### PASSAGE GIVEN
*-*-*

Alex McDermott (photo supplied)
“There’s one group of Australians and one group only who are currently being subjected to violence and intimidation and, ultimately, the massacre at Bondi, essentially for being Jewish,” he said. “I can’t think of a clearer demonstration of the collapse of a shared sense of mutual citizenship and mutual Australianness.”
McDermott calls this problem a “civic vacuum”. He argues that Australia has moved away from teaching young people that they are part of a shared national community, bound by rights and obligations that apply equally to all citizens.
Instead, he says, schools and universities have too often encouraged students to see society through the lens of separate group identities, power relationships and grievance.
“Part of the phenomenon of antisemitism is the treatment of fellow Australian citizens as strangers and enemies,” McDermott said. “That sense of a common political community has been weakened.”
The paper cites national testing showing only 28 per cent of Year 10 students meet basic civics proficiency standards, the lowest result since testing began. But McDermott argues the problem is deeper than students not knowing how Parliament works or what the Constitution does. He says Australia has failed to teach the culture of democracy: why citizens owe each other respect, why minorities must be protected, and why democratic systems require a shared sense of belonging.
McDermott told JWire schools and universities were a significant factor, but not the only cause. He also pointed to identity politics, social media, international media and the ability of old ethnic and sectarian conflicts to be carried into Australian life.
He said the shift did not begin with October 7. He pointed to historian Suzanne Rutland’s work identifying the First Gulf War in the early 1990s as a turning point, when more explicit antisemitic rhetoric began appearing in parts of migrant media and among some Islamist preachers in Australia.
He also identified a longer ideological shift after the 1967 Six-Day War, when sections of the left increasingly recast Israel from a vulnerable democratic state into a colonial oppressor. McDermott said that framework later became entrenched in universities and helped explain why hostility erupted so quickly after October 7.
He said the scenes outside the Sydney Opera House soon after the Hamas attacks were especially telling because they occurred before Israel had launched its military response.

Participants of a Free Palestine rally outside the Sydney Opera House in Sydney, Monday, October 9, 2023. (AAP Image/Dean Lewins)
“There was all this material already primed and waiting,” he said. “October 7 was the match that was put to it.”
The paper draws on historian John Hirst’s description of Australia’s “democracy of manners”, a tradition in which people of different backgrounds treated one another as equals in daily life. McDermott argues that this culture helped Australia manage religious, ethnic and class differences from the colonial period onward.
He says Jewish Australians played a significant role in proving that this democratic culture could extend beyond British and Christian communities. The paper points to the prominence of Jewish Australians in public life from the 19th century, including Edward Cohen, who supported Victoria’s 1872 Education Act, and later national figures such as Sir Isaac Isaacs and Sir John Monash.
“The Jewish Australian community is one of the great success stories of Australian civic life,” McDermott said.
He argues that Jewish Australians were among the earliest groups to show Australia’s civic culture could apply broadly, not just to English, Irish and Scottish settlers or to Christian denominations.
The paper contrasts that earlier integration with what McDermott sees as the public nature of antisemitism today. While antisemitism existed in earlier periods, he argues it was often private, socially constrained or limited to exclusion from particular clubs and institutions. Today, he says, hostility to Jews is publicly chanted, posted online and normalised in parts of cultural and university life.

*-*-*

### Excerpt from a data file
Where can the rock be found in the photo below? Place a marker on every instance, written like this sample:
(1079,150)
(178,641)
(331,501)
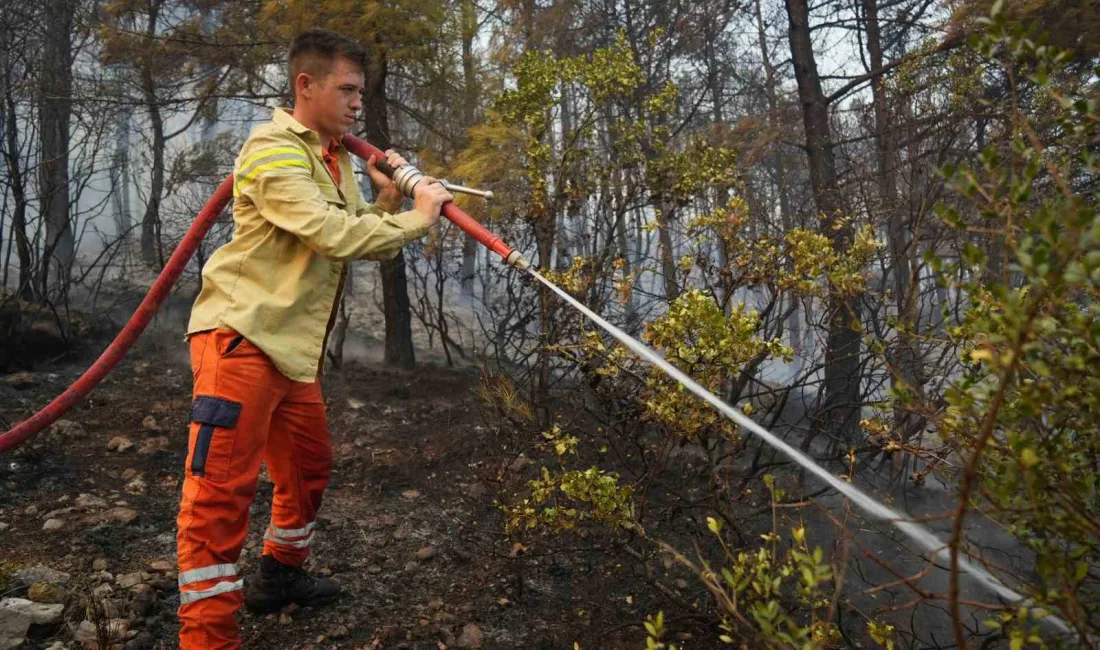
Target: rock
(68,429)
(13,626)
(143,640)
(57,514)
(118,627)
(471,637)
(135,486)
(154,444)
(143,601)
(41,573)
(86,634)
(101,609)
(120,515)
(40,613)
(21,381)
(339,631)
(89,502)
(45,592)
(102,591)
(120,443)
(162,565)
(130,580)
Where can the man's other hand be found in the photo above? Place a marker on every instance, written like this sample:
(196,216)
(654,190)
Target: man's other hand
(429,197)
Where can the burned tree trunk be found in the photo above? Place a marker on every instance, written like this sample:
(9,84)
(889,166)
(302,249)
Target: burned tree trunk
(840,411)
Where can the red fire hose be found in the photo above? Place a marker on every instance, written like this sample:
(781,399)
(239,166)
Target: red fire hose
(172,272)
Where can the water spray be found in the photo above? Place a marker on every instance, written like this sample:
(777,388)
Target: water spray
(406,178)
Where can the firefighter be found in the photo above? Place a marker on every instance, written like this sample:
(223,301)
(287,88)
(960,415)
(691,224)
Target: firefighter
(257,333)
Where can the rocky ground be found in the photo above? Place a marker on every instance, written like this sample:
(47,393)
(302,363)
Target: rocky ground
(409,526)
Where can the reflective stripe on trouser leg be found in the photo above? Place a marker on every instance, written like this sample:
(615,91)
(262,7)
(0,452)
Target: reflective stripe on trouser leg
(299,461)
(234,397)
(294,538)
(189,580)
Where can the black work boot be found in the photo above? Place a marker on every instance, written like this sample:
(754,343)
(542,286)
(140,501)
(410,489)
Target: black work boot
(276,584)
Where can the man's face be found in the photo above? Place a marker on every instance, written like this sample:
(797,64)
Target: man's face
(334,100)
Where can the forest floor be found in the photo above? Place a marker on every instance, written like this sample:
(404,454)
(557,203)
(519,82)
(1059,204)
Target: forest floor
(409,526)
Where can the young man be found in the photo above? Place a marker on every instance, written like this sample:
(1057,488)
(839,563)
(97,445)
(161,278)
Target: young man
(257,334)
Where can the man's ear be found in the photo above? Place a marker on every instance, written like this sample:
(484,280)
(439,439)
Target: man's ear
(303,85)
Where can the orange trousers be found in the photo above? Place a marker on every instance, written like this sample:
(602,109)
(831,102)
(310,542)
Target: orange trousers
(243,411)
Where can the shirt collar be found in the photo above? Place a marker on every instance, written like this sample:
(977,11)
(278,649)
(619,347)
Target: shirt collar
(284,119)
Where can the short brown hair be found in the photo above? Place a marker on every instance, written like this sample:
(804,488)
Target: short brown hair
(314,52)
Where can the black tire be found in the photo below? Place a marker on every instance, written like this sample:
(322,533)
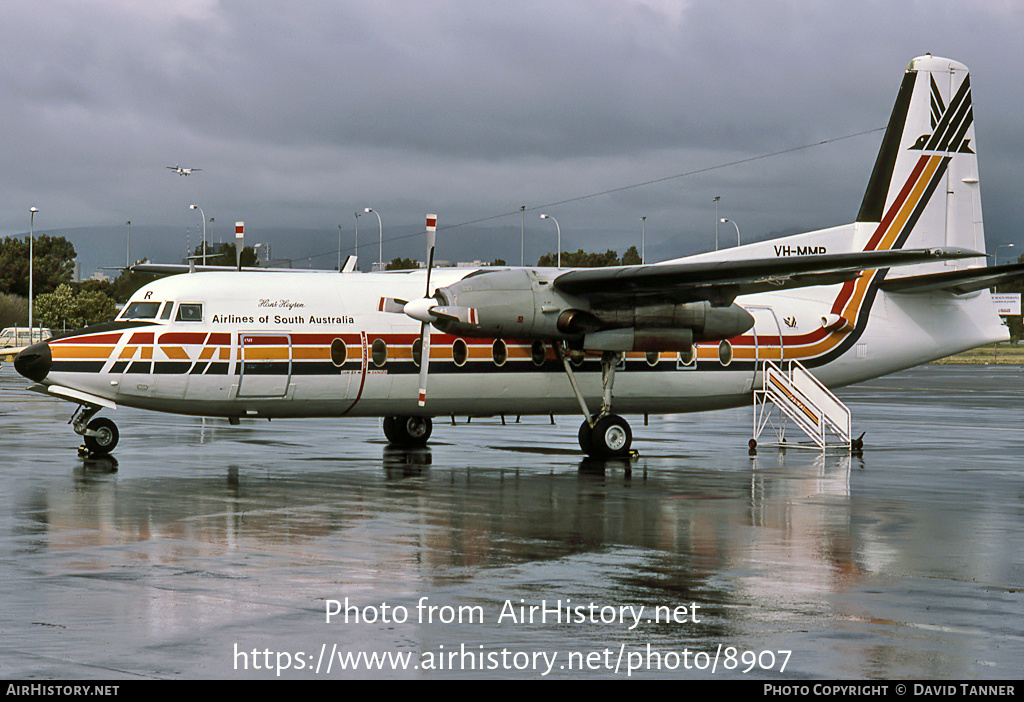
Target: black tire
(408,431)
(611,438)
(105,439)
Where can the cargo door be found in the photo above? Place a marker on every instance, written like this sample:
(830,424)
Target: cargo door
(265,364)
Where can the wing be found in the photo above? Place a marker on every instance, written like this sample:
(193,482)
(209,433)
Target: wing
(957,281)
(722,281)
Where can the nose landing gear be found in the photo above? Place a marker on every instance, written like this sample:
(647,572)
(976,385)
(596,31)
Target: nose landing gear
(100,435)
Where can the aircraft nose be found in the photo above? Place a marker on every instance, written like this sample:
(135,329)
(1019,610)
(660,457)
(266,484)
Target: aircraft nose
(35,361)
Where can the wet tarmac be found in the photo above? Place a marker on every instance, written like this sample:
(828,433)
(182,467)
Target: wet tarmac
(310,550)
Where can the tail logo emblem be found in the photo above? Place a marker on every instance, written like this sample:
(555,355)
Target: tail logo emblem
(949,123)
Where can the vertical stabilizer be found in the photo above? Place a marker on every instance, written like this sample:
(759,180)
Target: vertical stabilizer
(924,189)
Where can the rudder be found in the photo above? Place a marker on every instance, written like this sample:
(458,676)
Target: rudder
(924,188)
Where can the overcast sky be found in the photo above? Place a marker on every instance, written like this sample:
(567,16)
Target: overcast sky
(300,114)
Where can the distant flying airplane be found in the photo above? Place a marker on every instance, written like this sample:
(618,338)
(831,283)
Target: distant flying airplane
(905,283)
(183,171)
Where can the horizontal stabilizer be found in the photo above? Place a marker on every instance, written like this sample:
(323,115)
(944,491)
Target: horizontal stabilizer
(956,281)
(174,268)
(723,280)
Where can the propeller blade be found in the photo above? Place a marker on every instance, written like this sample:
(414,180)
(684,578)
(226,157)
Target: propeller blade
(466,315)
(424,362)
(392,305)
(426,318)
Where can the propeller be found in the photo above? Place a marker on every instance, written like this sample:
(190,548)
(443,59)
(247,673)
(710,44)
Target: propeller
(425,320)
(427,311)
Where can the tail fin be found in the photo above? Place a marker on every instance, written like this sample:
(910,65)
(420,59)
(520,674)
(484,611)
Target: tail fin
(924,188)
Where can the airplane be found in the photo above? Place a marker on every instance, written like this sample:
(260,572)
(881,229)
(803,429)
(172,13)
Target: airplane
(905,283)
(183,171)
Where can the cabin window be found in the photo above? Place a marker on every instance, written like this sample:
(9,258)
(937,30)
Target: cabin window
(460,352)
(725,352)
(189,312)
(140,310)
(538,352)
(688,356)
(499,352)
(378,352)
(339,353)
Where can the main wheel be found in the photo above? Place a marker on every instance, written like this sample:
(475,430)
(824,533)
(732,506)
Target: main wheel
(104,439)
(610,438)
(408,431)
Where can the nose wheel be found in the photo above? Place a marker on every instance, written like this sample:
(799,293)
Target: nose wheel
(609,437)
(100,435)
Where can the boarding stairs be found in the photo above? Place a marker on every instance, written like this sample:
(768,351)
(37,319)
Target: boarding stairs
(801,397)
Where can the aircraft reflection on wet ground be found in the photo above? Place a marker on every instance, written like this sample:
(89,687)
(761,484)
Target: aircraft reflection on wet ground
(208,551)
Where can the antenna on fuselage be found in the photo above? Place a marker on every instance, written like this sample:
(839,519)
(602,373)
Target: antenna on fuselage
(240,240)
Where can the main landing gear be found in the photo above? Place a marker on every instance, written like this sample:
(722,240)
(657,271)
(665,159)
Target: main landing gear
(408,431)
(100,435)
(602,435)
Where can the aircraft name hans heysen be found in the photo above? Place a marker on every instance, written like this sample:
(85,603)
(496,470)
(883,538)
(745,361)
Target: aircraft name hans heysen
(278,319)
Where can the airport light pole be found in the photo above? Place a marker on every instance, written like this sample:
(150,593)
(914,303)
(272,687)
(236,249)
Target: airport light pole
(643,237)
(522,234)
(559,230)
(203,215)
(724,220)
(1005,246)
(380,229)
(717,199)
(32,236)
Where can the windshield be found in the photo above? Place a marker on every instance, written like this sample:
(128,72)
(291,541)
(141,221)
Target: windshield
(140,310)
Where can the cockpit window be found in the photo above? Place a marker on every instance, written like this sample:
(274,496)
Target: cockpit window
(189,312)
(140,310)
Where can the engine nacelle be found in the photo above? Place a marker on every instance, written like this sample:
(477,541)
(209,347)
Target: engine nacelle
(706,321)
(518,303)
(510,304)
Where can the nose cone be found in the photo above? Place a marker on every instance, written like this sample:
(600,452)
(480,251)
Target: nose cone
(35,361)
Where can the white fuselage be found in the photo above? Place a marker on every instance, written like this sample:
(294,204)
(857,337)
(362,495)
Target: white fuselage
(280,344)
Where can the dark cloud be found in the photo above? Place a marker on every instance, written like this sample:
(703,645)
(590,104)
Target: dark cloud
(301,115)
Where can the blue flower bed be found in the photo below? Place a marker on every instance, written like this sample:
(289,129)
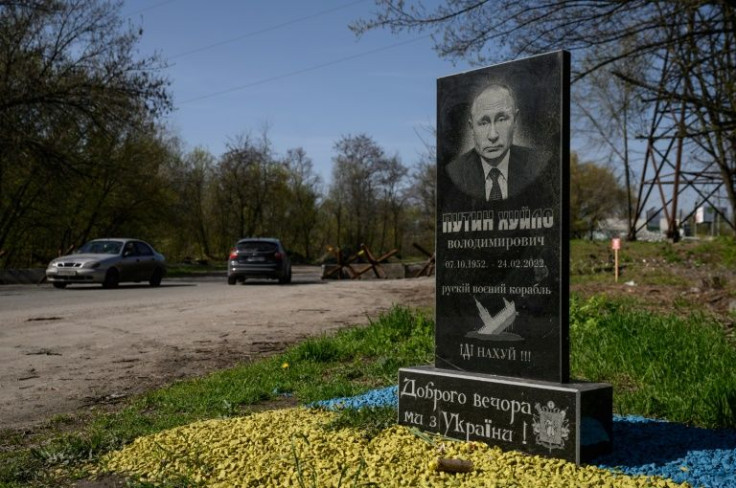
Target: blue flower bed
(641,446)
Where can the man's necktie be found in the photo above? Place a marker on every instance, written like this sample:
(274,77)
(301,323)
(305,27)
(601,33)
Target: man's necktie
(496,194)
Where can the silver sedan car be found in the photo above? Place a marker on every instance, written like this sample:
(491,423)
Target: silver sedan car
(109,262)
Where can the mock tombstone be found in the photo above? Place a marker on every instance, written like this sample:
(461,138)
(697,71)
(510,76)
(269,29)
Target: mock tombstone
(502,363)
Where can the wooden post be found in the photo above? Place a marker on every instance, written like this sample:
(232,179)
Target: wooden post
(615,245)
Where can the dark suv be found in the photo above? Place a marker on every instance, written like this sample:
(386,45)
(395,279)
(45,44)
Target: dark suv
(258,258)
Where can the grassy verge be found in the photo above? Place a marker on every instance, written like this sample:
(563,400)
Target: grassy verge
(660,366)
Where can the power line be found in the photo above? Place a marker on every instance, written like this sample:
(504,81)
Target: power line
(305,70)
(263,31)
(150,7)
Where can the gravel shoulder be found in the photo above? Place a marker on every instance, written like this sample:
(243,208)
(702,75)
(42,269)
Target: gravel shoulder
(83,347)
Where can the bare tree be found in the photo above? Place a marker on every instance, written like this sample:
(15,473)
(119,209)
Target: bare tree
(70,84)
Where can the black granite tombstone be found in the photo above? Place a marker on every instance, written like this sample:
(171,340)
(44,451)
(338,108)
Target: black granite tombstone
(502,269)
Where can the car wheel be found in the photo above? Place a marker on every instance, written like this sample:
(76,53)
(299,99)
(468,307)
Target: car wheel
(112,278)
(156,277)
(286,279)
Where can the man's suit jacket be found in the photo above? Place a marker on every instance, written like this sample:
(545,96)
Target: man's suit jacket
(466,173)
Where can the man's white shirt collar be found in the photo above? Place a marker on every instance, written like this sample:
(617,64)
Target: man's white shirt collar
(503,167)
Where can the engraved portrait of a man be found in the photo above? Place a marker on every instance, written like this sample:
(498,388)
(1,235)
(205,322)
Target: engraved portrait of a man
(495,168)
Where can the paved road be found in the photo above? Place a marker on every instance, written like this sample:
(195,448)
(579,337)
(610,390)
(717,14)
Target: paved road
(61,350)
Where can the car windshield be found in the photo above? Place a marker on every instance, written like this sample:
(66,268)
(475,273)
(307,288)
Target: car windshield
(100,247)
(257,246)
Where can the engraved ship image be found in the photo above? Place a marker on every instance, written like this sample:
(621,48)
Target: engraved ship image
(494,326)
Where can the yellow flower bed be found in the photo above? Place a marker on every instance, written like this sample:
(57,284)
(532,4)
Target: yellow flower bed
(292,448)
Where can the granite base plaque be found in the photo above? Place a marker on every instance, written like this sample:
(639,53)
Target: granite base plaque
(571,421)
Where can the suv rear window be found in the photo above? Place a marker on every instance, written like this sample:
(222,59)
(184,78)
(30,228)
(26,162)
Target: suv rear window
(258,246)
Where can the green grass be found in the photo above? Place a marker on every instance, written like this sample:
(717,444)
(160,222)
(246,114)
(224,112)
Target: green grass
(660,366)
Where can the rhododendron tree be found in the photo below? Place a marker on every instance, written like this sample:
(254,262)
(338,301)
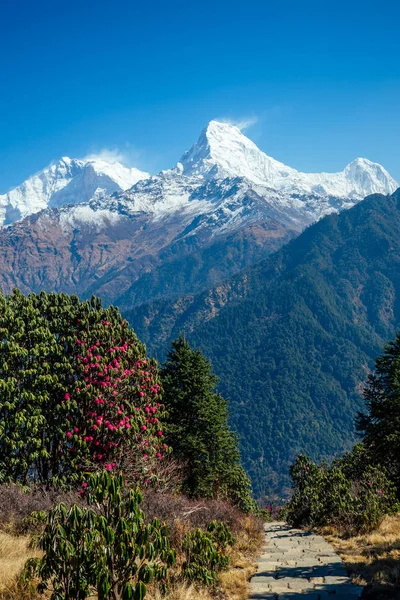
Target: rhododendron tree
(77,390)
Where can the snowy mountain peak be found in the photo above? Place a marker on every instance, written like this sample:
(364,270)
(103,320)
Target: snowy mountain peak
(67,181)
(222,150)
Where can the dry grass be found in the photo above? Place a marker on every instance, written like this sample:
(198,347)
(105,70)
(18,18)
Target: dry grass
(234,583)
(373,559)
(14,552)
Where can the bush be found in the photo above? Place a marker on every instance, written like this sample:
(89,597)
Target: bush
(76,388)
(206,553)
(108,546)
(327,495)
(198,430)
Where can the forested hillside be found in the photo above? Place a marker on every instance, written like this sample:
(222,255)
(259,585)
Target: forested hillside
(293,338)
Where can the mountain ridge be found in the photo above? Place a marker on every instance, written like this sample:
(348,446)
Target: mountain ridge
(294,337)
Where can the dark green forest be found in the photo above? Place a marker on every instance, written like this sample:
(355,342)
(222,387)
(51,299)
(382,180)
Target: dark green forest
(294,338)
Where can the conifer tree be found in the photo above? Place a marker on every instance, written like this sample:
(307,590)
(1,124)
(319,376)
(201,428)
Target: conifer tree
(198,430)
(380,426)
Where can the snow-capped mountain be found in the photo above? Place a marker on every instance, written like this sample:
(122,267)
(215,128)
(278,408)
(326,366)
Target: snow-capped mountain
(223,151)
(68,181)
(88,226)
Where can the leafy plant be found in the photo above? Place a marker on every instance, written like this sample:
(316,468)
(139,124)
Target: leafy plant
(206,553)
(107,547)
(328,495)
(76,389)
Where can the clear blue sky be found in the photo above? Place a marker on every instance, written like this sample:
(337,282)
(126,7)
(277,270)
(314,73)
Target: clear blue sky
(322,78)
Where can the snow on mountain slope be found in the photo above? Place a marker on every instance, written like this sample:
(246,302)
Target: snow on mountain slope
(223,151)
(68,181)
(195,186)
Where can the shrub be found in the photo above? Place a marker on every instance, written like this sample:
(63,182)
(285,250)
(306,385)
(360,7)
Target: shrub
(107,547)
(326,495)
(76,388)
(206,553)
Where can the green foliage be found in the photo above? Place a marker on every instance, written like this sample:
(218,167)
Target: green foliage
(206,553)
(76,389)
(380,425)
(107,547)
(198,429)
(292,337)
(353,501)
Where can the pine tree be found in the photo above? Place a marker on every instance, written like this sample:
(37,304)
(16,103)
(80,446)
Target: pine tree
(380,426)
(198,430)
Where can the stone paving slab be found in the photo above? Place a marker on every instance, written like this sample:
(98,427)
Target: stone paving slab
(299,565)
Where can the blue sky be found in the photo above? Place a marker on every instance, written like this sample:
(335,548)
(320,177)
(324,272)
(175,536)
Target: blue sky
(320,79)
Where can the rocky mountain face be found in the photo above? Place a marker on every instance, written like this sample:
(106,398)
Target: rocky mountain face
(87,226)
(294,337)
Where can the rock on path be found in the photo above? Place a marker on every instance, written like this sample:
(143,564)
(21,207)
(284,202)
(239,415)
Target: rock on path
(295,563)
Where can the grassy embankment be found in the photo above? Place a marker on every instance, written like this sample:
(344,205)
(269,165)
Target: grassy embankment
(373,559)
(16,549)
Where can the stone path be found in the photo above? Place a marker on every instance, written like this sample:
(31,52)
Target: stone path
(299,563)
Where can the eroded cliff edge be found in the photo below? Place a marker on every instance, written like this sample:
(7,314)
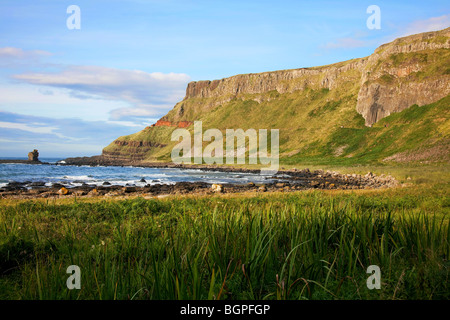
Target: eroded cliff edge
(320,111)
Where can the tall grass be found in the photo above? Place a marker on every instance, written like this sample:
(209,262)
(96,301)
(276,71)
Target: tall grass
(308,246)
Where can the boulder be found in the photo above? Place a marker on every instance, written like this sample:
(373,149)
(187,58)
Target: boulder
(33,156)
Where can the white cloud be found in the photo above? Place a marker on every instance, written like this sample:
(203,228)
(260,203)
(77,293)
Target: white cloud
(37,129)
(149,94)
(346,43)
(431,24)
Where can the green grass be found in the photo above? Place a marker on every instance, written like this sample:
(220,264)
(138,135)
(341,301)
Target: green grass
(309,245)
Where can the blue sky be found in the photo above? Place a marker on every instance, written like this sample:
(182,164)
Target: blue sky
(71,92)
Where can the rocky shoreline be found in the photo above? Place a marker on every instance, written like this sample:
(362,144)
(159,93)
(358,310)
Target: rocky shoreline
(285,181)
(23,161)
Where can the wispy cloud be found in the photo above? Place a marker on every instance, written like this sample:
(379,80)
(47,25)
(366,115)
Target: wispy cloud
(347,43)
(431,24)
(149,94)
(63,137)
(12,57)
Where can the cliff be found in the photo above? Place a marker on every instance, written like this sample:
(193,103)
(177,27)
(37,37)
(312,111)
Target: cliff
(319,109)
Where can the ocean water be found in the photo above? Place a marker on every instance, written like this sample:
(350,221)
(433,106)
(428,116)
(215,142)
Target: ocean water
(76,176)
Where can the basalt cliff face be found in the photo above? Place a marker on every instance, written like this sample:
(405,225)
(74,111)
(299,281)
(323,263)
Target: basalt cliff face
(318,109)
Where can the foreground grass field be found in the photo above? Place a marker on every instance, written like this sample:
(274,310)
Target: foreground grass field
(303,245)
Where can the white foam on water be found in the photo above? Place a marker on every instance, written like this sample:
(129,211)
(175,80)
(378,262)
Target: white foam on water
(84,177)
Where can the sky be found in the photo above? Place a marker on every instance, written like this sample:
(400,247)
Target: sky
(71,91)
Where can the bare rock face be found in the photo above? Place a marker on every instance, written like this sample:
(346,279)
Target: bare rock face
(387,85)
(33,156)
(396,77)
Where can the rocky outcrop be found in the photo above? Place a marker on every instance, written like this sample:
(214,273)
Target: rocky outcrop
(384,89)
(389,86)
(179,124)
(312,107)
(33,156)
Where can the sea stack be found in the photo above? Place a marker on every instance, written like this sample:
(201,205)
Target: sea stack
(33,156)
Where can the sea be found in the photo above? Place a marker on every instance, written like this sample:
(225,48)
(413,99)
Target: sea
(72,176)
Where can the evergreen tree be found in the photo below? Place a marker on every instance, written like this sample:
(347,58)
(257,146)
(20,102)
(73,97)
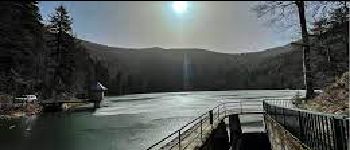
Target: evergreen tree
(21,42)
(63,48)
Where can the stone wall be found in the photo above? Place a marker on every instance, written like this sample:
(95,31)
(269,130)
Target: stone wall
(280,138)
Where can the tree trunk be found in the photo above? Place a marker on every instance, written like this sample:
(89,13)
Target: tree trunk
(308,78)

*-*-*

### TASK SET
1. In the article on civic education and antisemitism, what percentage of Year 10 students meet basic civics proficiency standards?
2. Beyond schools and universities, list every other factor McDermott points to in the article on civic education and antisemitism.

### EXERCISE RESPONSES
1. Only 28 percent, the lowest result since testing began.

2.
- Identity politics
- Social media
- International media
- The ability of old ethnic and sectarian conflicts to be carried into Australian life